** THE TASK **
Give each line of the material below as an item in a numbered list, and leave out the blank lines.

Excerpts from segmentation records
..............................

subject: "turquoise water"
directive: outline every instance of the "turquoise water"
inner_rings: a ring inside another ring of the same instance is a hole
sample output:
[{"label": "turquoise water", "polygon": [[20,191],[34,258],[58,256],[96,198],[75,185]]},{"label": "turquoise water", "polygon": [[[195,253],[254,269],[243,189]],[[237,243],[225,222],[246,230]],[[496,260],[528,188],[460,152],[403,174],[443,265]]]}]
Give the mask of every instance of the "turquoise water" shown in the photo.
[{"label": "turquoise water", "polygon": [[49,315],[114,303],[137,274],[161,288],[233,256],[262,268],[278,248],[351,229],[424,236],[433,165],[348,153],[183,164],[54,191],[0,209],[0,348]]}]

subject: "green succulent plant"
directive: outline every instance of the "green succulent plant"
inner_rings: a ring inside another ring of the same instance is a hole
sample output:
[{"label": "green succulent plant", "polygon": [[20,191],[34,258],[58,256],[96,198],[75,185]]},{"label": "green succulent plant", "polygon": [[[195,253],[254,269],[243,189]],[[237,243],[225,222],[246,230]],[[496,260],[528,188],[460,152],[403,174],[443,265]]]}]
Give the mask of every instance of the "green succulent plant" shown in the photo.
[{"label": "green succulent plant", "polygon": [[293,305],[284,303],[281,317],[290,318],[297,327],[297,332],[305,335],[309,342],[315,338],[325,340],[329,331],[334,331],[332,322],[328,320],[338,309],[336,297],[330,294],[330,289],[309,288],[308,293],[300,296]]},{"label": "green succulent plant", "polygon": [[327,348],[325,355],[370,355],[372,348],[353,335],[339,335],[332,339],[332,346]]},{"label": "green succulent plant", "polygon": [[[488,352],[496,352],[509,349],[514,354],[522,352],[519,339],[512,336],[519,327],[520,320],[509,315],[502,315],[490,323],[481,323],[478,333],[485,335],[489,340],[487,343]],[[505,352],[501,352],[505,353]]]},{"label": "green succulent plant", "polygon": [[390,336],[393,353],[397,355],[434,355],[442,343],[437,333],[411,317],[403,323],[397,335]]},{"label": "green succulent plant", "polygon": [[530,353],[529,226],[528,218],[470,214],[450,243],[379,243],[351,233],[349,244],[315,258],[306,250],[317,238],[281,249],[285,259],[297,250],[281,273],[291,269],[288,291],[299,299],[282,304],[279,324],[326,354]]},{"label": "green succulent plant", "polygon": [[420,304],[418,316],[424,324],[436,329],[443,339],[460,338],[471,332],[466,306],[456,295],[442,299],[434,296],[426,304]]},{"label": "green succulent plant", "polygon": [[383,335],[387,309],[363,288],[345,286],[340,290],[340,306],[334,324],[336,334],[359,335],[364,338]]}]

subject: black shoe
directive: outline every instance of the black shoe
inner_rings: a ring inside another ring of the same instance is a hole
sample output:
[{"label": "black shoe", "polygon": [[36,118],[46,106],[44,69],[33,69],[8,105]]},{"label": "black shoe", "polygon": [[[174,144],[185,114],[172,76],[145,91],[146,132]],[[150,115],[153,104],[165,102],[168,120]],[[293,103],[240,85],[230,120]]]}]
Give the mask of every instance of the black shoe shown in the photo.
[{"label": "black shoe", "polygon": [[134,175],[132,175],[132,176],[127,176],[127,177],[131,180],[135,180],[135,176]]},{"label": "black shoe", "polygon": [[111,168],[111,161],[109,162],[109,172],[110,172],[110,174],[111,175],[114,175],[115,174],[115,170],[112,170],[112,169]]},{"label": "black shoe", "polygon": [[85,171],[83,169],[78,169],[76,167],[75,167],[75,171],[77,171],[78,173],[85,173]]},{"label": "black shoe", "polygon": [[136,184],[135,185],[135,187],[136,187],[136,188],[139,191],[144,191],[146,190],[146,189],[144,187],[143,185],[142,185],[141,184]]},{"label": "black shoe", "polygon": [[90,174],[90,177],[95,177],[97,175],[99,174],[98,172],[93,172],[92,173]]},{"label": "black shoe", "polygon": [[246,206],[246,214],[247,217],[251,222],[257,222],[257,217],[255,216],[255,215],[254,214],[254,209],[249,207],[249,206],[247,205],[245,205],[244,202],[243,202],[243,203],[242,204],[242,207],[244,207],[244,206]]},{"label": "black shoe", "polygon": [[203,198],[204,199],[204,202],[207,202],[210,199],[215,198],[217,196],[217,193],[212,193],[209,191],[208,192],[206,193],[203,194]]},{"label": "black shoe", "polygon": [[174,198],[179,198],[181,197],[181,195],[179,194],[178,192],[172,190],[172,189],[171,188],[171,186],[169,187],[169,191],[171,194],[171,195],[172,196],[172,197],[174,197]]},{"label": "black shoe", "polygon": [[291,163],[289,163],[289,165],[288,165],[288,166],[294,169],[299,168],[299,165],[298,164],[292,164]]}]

..............................

** IN RESPONSE **
1. subject: "turquoise water"
2. directive: outline every instance of the "turquoise water"
3. inner_rings: a ring inside another ring of the same instance is a hole
4. sample output:
5. [{"label": "turquoise water", "polygon": [[20,191],[34,258],[58,256],[96,198],[75,185]]},{"label": "turquoise water", "polygon": [[[195,253],[254,269],[243,189]],[[237,243],[225,222],[246,230]],[[496,260],[528,188],[460,152],[403,174],[443,265]]]}]
6. Give the mask of every instance of the "turquoise water" shown in the photo.
7. [{"label": "turquoise water", "polygon": [[49,315],[114,303],[137,274],[161,288],[233,256],[262,268],[278,248],[351,229],[424,236],[433,165],[348,153],[183,164],[54,191],[0,209],[0,348]]}]
8. subject: "green succulent plant"
9. directive: outline every instance of the "green succulent plant"
10. inner_rings: a ring inside another ring of the same instance is a hole
11. sample output:
12. [{"label": "green succulent plant", "polygon": [[20,191],[34,258],[58,256],[96,198],[75,185]]},{"label": "green succulent plant", "polygon": [[[195,253],[254,269],[243,189]],[[237,243],[225,222],[246,230]],[[496,260],[528,188],[460,152],[403,174],[443,265]]]}]
13. Give the mask of every instance of the "green succulent plant" shown in the photo.
14. [{"label": "green succulent plant", "polygon": [[293,305],[284,303],[281,317],[290,318],[297,327],[297,332],[305,335],[309,342],[315,338],[325,340],[329,331],[334,331],[332,322],[328,320],[338,309],[336,297],[330,294],[330,289],[309,288],[308,293],[300,296]]},{"label": "green succulent plant", "polygon": [[327,348],[325,355],[370,355],[372,348],[353,335],[339,335],[332,339],[332,346]]},{"label": "green succulent plant", "polygon": [[[488,352],[496,352],[509,349],[514,354],[522,352],[519,339],[512,336],[519,327],[520,320],[509,315],[502,315],[490,323],[481,323],[478,333],[485,335],[489,340],[487,343]],[[505,352],[501,352],[505,353]]]},{"label": "green succulent plant", "polygon": [[390,336],[393,353],[397,355],[434,355],[442,343],[437,333],[411,317],[403,323],[397,335]]},{"label": "green succulent plant", "polygon": [[530,353],[529,226],[528,218],[470,214],[450,243],[379,243],[351,233],[349,244],[315,258],[306,250],[317,238],[281,249],[285,259],[297,250],[281,273],[291,269],[288,291],[299,299],[282,304],[279,324],[326,354]]},{"label": "green succulent plant", "polygon": [[420,304],[418,316],[424,324],[436,329],[443,339],[460,338],[471,332],[466,306],[456,295],[442,299],[434,296],[426,304]]},{"label": "green succulent plant", "polygon": [[383,335],[387,309],[363,288],[345,286],[340,290],[340,306],[334,324],[336,334],[359,335],[364,338]]}]
15. subject: black shoe
16. directive: outline every instance of the black shoe
17. inner_rings: a ring inside another ring of the same instance is a hole
18. sample output:
19. [{"label": "black shoe", "polygon": [[36,118],[46,106],[44,69],[33,69],[8,105]]},{"label": "black shoe", "polygon": [[[174,144],[185,114],[172,76],[145,91],[146,132]],[[150,115],[153,104],[165,102],[168,120]],[[293,103],[240,85],[230,120]]]}]
20. Give the mask of every instance of the black shoe shown in the photo.
21. [{"label": "black shoe", "polygon": [[134,175],[132,175],[132,176],[127,176],[127,177],[131,180],[135,180],[135,176]]},{"label": "black shoe", "polygon": [[111,168],[111,161],[109,162],[109,172],[110,172],[110,174],[111,175],[114,175],[115,174],[115,170],[112,170],[112,169]]},{"label": "black shoe", "polygon": [[85,171],[83,169],[78,169],[76,167],[75,167],[75,171],[77,171],[78,173],[85,173]]},{"label": "black shoe", "polygon": [[136,184],[135,185],[135,187],[136,187],[136,188],[139,191],[144,191],[146,190],[146,189],[144,187],[143,185],[142,185],[141,184]]},{"label": "black shoe", "polygon": [[90,174],[90,177],[95,177],[97,175],[99,174],[98,172],[93,172],[92,173]]},{"label": "black shoe", "polygon": [[246,206],[246,214],[247,217],[251,222],[257,222],[257,217],[255,216],[255,215],[254,214],[254,209],[249,207],[249,206],[247,205],[245,205],[244,202],[243,202],[243,203],[242,204],[242,207],[244,207],[244,206]]},{"label": "black shoe", "polygon": [[203,198],[204,199],[204,202],[207,202],[210,199],[215,198],[217,196],[217,193],[212,193],[209,191],[208,192],[206,193],[203,194]]},{"label": "black shoe", "polygon": [[174,198],[179,198],[181,197],[181,195],[179,194],[178,192],[172,190],[172,189],[171,188],[171,186],[169,187],[169,191],[171,194],[171,195],[172,196],[172,197],[174,197]]},{"label": "black shoe", "polygon": [[291,163],[289,163],[289,165],[288,165],[288,166],[294,169],[299,168],[299,165],[298,164],[292,164]]}]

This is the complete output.